─── Extracted records

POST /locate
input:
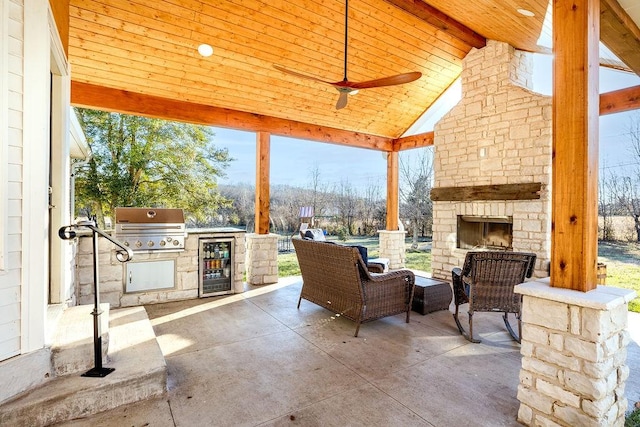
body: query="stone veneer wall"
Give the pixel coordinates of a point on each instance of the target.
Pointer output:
(499, 133)
(262, 259)
(112, 272)
(392, 247)
(573, 356)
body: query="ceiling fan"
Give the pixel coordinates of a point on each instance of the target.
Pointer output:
(345, 86)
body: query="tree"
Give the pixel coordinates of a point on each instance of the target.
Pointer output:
(626, 188)
(139, 161)
(416, 176)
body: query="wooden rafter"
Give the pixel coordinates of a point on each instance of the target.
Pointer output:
(620, 100)
(443, 22)
(620, 34)
(102, 98)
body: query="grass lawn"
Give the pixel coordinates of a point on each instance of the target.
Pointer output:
(623, 267)
(622, 260)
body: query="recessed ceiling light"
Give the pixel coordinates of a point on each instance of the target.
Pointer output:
(526, 12)
(205, 50)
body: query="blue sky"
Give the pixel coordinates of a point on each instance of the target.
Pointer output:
(292, 160)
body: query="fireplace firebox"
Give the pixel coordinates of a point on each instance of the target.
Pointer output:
(485, 232)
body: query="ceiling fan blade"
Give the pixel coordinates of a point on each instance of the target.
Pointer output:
(386, 81)
(297, 74)
(342, 101)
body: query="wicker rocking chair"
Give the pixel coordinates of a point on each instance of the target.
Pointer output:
(486, 282)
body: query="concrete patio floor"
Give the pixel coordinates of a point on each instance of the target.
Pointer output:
(254, 359)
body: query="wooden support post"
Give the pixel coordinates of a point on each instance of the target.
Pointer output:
(263, 143)
(574, 230)
(392, 191)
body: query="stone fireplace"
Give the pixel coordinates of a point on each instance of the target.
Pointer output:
(493, 163)
(482, 232)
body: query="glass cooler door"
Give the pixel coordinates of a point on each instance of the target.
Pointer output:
(216, 267)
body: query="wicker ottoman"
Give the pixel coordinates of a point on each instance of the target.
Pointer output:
(431, 295)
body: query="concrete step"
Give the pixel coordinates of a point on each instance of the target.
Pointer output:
(72, 347)
(140, 373)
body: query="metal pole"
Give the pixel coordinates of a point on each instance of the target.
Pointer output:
(123, 254)
(97, 370)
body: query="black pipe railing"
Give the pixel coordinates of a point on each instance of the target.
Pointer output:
(124, 254)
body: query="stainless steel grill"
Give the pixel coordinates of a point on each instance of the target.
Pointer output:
(150, 229)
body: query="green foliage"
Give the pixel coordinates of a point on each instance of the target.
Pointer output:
(633, 418)
(139, 161)
(342, 233)
(623, 268)
(288, 265)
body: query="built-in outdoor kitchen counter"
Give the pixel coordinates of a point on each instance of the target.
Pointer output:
(159, 276)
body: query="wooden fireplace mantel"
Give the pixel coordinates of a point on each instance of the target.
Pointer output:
(525, 191)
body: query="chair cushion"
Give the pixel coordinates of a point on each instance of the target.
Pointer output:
(315, 234)
(363, 253)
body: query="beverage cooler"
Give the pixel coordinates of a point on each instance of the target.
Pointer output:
(215, 259)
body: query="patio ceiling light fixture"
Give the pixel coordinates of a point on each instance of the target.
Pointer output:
(205, 50)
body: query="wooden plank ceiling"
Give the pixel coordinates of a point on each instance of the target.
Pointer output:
(150, 48)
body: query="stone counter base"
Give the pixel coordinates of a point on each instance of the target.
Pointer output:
(574, 349)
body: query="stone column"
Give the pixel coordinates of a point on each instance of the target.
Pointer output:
(262, 258)
(574, 349)
(392, 247)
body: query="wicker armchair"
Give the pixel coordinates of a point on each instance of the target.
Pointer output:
(336, 278)
(486, 282)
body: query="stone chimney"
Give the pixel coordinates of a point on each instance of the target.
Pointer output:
(498, 134)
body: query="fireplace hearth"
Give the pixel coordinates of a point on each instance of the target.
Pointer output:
(483, 232)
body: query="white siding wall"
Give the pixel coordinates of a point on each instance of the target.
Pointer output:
(10, 275)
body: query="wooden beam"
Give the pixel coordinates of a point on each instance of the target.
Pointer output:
(524, 191)
(263, 143)
(620, 100)
(60, 9)
(443, 22)
(393, 198)
(574, 209)
(413, 141)
(620, 33)
(108, 99)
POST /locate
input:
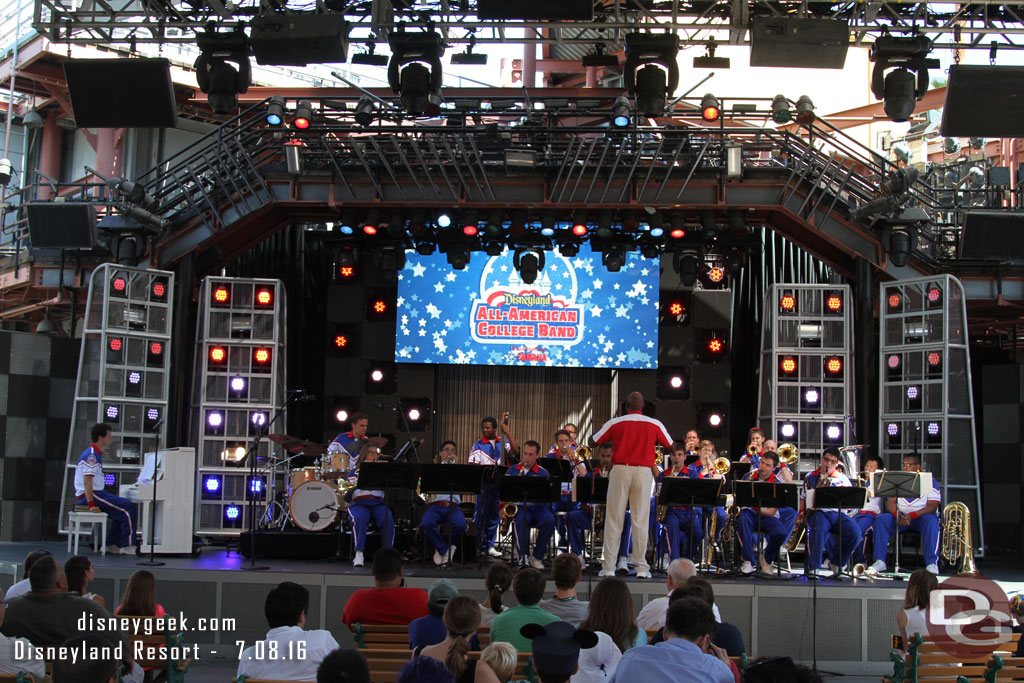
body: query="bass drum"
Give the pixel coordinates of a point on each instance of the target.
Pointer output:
(313, 506)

──────

• _Exercise requirements_:
Count the lines in the records above that contain the word "wall", and give only the number.

• _Answer to the exercise_:
2